- Documento di partenza
Alcune considerazioni

Ricordo di aver visto questo filmato quando ero ancora allo stadio larvale! Ne rammento anche un altro, in cui Oliver finiva immerso in una piscina piena di un elisir ringiovanente, emergendone come uno scimpanzé: una splendida satira al darwinismo! Peccato che queste comiche siano sempre state associate alla più estrema superficialità, quando in realtà contengono fulgidi tesori.  

Una constatazione lapalissiana 

Il titolo originale del corto cozza in modo stridente con il fatto che Ethel, la scimmia protagonista, non è affatto uno scimpanzé (genere Pan), bensì un gorilla (genere Gorilla). La forma abbreviata chimp, derivata da chimpanzee, è documentata per la prima volta nel 1877. Il nome esteso chimpanzee è documentato in inglese già nella prima metà del XVIII secolo (1738) e deriva da una lingua Bantu del Congo o dell'Angola (cfr. Kikongo chimpenzi "scimmia") - anche se attualmente non risulta che l'ominide sia presente sul territorio dell'ex colonia portoghese. Come mai il cortometraggio mostra una simile confusione tra grosse scimmie? La risposta è abbastanza semplice: non ci si può aspettare che una persona di cultura anche media avesse, nella prima metà del XX secolo, l'acume e le conoscenze di un tassonomo. Non è poi escluso che la scelta abbia avuto una sua componente estetica: The Gorilla non sarebbe suonato bene come The Chimp.

- Voci elencate

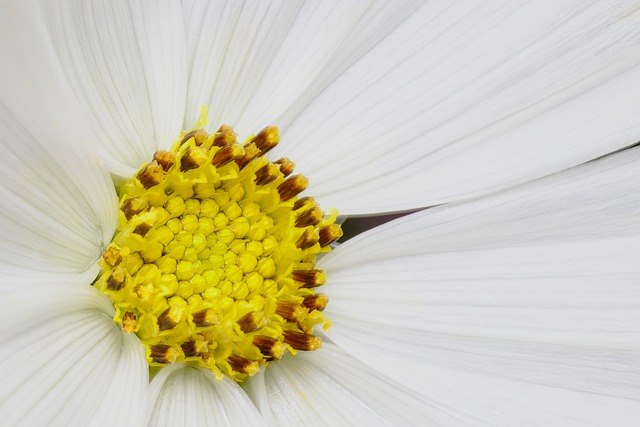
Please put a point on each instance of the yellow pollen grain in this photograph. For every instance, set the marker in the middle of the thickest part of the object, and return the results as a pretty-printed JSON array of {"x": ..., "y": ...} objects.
[{"x": 213, "y": 260}]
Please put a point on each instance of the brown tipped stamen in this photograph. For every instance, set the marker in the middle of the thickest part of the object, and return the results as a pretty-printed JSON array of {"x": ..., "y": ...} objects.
[
  {"x": 266, "y": 174},
  {"x": 291, "y": 312},
  {"x": 242, "y": 365},
  {"x": 225, "y": 136},
  {"x": 302, "y": 341},
  {"x": 308, "y": 238},
  {"x": 309, "y": 217},
  {"x": 252, "y": 322},
  {"x": 134, "y": 206},
  {"x": 151, "y": 175},
  {"x": 227, "y": 154},
  {"x": 200, "y": 136},
  {"x": 269, "y": 347},
  {"x": 129, "y": 322},
  {"x": 143, "y": 228},
  {"x": 292, "y": 186},
  {"x": 316, "y": 302},
  {"x": 206, "y": 317},
  {"x": 310, "y": 278},
  {"x": 116, "y": 280},
  {"x": 266, "y": 139},
  {"x": 286, "y": 166},
  {"x": 193, "y": 158},
  {"x": 162, "y": 353},
  {"x": 164, "y": 159},
  {"x": 168, "y": 319},
  {"x": 112, "y": 256},
  {"x": 329, "y": 234}
]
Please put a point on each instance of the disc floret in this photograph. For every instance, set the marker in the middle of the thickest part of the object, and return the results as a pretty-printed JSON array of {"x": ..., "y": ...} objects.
[{"x": 213, "y": 261}]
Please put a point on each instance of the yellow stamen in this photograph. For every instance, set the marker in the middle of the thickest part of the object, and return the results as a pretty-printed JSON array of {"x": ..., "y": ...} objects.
[{"x": 213, "y": 261}]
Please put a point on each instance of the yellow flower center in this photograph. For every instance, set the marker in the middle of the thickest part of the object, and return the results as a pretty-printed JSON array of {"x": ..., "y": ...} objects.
[{"x": 213, "y": 260}]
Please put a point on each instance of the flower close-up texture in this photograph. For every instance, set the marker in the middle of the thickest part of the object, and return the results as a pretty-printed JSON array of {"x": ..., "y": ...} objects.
[{"x": 162, "y": 264}]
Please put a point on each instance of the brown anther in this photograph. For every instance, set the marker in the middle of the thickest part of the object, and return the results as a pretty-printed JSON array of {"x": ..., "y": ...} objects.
[
  {"x": 199, "y": 135},
  {"x": 227, "y": 154},
  {"x": 286, "y": 166},
  {"x": 192, "y": 158},
  {"x": 310, "y": 278},
  {"x": 143, "y": 228},
  {"x": 266, "y": 139},
  {"x": 112, "y": 256},
  {"x": 292, "y": 186},
  {"x": 309, "y": 217},
  {"x": 308, "y": 238},
  {"x": 253, "y": 321},
  {"x": 250, "y": 152},
  {"x": 206, "y": 317},
  {"x": 329, "y": 234},
  {"x": 242, "y": 365},
  {"x": 271, "y": 348},
  {"x": 116, "y": 279},
  {"x": 291, "y": 312},
  {"x": 315, "y": 302},
  {"x": 168, "y": 319},
  {"x": 151, "y": 175},
  {"x": 164, "y": 159},
  {"x": 129, "y": 322},
  {"x": 193, "y": 348},
  {"x": 266, "y": 174},
  {"x": 134, "y": 206},
  {"x": 224, "y": 136},
  {"x": 301, "y": 341},
  {"x": 162, "y": 353},
  {"x": 302, "y": 202}
]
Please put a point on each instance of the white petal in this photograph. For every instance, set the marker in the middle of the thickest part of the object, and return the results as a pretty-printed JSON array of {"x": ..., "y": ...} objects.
[
  {"x": 185, "y": 396},
  {"x": 64, "y": 361},
  {"x": 260, "y": 63},
  {"x": 58, "y": 205},
  {"x": 467, "y": 98},
  {"x": 126, "y": 63},
  {"x": 328, "y": 387},
  {"x": 537, "y": 284}
]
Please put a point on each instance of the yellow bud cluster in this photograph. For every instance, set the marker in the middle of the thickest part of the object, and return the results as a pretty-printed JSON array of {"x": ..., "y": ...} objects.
[{"x": 213, "y": 261}]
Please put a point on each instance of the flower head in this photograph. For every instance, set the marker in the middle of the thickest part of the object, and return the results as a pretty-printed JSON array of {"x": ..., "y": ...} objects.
[{"x": 515, "y": 297}]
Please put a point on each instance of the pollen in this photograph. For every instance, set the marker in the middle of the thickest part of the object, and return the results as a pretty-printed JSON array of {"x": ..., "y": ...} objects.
[{"x": 213, "y": 259}]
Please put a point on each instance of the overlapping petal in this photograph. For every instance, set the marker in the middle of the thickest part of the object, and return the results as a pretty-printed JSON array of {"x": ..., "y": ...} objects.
[
  {"x": 467, "y": 98},
  {"x": 126, "y": 63},
  {"x": 64, "y": 361},
  {"x": 536, "y": 285}
]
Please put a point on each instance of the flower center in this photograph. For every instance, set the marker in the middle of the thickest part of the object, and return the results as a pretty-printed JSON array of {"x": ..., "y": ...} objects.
[{"x": 213, "y": 260}]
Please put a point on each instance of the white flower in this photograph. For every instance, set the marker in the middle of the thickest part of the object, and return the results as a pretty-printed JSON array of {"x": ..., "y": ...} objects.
[{"x": 513, "y": 303}]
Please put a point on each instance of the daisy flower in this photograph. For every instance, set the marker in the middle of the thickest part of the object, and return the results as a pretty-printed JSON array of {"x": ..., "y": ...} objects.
[{"x": 511, "y": 300}]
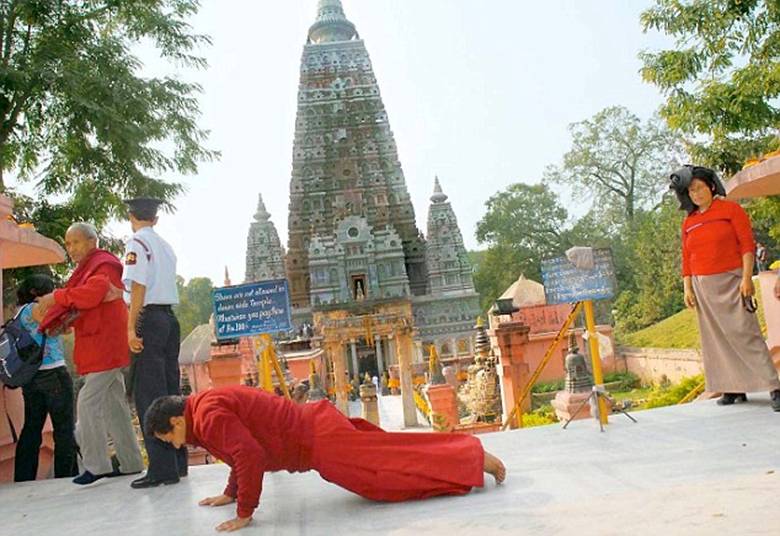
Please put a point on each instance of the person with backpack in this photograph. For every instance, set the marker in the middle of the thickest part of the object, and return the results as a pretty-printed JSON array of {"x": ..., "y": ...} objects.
[
  {"x": 91, "y": 300},
  {"x": 48, "y": 393}
]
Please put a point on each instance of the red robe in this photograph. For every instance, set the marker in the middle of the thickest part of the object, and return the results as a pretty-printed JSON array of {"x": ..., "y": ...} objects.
[
  {"x": 101, "y": 327},
  {"x": 254, "y": 432}
]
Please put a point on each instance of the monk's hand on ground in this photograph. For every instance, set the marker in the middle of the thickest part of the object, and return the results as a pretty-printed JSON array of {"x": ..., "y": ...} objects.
[
  {"x": 113, "y": 294},
  {"x": 746, "y": 287},
  {"x": 495, "y": 467},
  {"x": 689, "y": 298},
  {"x": 136, "y": 343},
  {"x": 218, "y": 500},
  {"x": 234, "y": 524},
  {"x": 46, "y": 301}
]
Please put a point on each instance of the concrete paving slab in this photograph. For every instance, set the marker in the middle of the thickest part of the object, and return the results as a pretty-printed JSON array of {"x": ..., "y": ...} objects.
[{"x": 693, "y": 469}]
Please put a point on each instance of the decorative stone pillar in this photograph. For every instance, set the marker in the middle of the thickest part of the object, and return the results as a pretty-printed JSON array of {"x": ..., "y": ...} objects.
[
  {"x": 419, "y": 355},
  {"x": 444, "y": 407},
  {"x": 353, "y": 350},
  {"x": 514, "y": 372},
  {"x": 336, "y": 352},
  {"x": 224, "y": 367},
  {"x": 405, "y": 346},
  {"x": 380, "y": 363},
  {"x": 392, "y": 357},
  {"x": 368, "y": 403},
  {"x": 451, "y": 375}
]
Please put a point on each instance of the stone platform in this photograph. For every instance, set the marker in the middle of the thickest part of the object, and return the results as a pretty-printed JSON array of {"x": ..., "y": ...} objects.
[{"x": 693, "y": 469}]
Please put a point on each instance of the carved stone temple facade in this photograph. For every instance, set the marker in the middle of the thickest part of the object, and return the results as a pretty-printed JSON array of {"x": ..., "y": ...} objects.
[{"x": 355, "y": 256}]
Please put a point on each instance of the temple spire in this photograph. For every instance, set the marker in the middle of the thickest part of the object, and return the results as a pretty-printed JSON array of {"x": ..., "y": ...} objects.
[
  {"x": 438, "y": 195},
  {"x": 331, "y": 24},
  {"x": 262, "y": 214}
]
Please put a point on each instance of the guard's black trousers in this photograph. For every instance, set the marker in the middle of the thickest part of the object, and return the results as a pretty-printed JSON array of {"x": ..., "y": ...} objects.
[{"x": 156, "y": 374}]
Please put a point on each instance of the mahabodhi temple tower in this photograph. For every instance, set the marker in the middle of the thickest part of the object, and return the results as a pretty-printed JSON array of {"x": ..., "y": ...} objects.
[{"x": 354, "y": 249}]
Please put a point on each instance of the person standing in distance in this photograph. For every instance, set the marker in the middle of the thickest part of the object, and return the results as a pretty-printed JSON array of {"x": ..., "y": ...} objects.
[{"x": 153, "y": 333}]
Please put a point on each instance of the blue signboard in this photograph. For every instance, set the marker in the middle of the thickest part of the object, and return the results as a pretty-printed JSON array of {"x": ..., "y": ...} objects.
[
  {"x": 565, "y": 283},
  {"x": 252, "y": 309}
]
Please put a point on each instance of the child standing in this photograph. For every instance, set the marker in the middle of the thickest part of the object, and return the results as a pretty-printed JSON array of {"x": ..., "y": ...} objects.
[{"x": 50, "y": 392}]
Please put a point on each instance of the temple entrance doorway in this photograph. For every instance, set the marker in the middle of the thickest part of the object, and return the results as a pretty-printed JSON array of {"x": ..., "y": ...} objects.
[{"x": 366, "y": 360}]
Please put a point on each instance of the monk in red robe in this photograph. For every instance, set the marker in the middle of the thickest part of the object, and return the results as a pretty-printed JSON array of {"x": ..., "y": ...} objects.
[{"x": 254, "y": 432}]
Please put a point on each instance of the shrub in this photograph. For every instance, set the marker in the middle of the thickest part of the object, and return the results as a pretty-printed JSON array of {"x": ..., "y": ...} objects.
[
  {"x": 669, "y": 395},
  {"x": 628, "y": 380},
  {"x": 547, "y": 387},
  {"x": 540, "y": 417}
]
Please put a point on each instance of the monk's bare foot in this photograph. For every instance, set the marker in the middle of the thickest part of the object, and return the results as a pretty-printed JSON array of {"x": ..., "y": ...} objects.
[{"x": 495, "y": 467}]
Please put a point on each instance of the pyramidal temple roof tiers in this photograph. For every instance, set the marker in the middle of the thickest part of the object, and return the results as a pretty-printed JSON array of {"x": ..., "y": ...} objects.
[
  {"x": 438, "y": 195},
  {"x": 331, "y": 24}
]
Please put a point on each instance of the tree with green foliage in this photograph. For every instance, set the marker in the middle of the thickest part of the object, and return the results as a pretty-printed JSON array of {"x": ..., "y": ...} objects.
[
  {"x": 79, "y": 119},
  {"x": 653, "y": 255},
  {"x": 523, "y": 225},
  {"x": 195, "y": 303},
  {"x": 617, "y": 161},
  {"x": 722, "y": 78}
]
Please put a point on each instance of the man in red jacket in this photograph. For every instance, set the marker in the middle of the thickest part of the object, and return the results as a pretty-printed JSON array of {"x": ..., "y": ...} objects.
[
  {"x": 92, "y": 295},
  {"x": 254, "y": 432}
]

- Compito
Cita integralmente e senza alcuna modifica il testo sul cortometraggio con la scimmia Ethel. Le voci elencate costituiscono materiale a sé stante.

- Soluzione proposta
Alcune considerazioni

Ricordo di aver visto questo filmato quando ero ancora allo stadio larvale! Ne rammento anche un altro, in cui Oliver finiva immerso in una piscina piena di un elisir ringiovanente, emergendone come uno scimpanzé: una splendida satira al darwinismo! Peccato che queste comiche siano sempre state associate alla più estrema superficialità, quando in realtà contengono fulgidi tesori.  

Una constatazione lapalissiana 

Il titolo originale del corto cozza in modo stridente con il fatto che Ethel, la scimmia protagonista, non è affatto uno scimpanzé (genere Pan), bensì un gorilla (genere Gorilla). La forma abbreviata chimp, derivata da chimpanzee, è documentata per la prima volta nel 1877. Il nome esteso chimpanzee è documentato in inglese già nella prima metà del XVIII secolo (1738) e deriva da una lingua Bantu del Congo o dell'Angola (cfr. Kikongo chimpenzi "scimmia") - anche se attualmente non risulta che l'ominide sia presente sul territorio dell'ex colonia portoghese. Come mai il cortometraggio mostra una simile confusione tra grosse scimmie? La risposta è abbastanza semplice: non ci si può aspettare che una persona di cultura anche media avesse, nella prima metà del XX secolo, l'acume e le conoscenze di un tassonomo. Non è poi escluso che la scelta abbia avuto una sua componente estetica: The Gorilla non sarebbe suonato bene come The Chimp.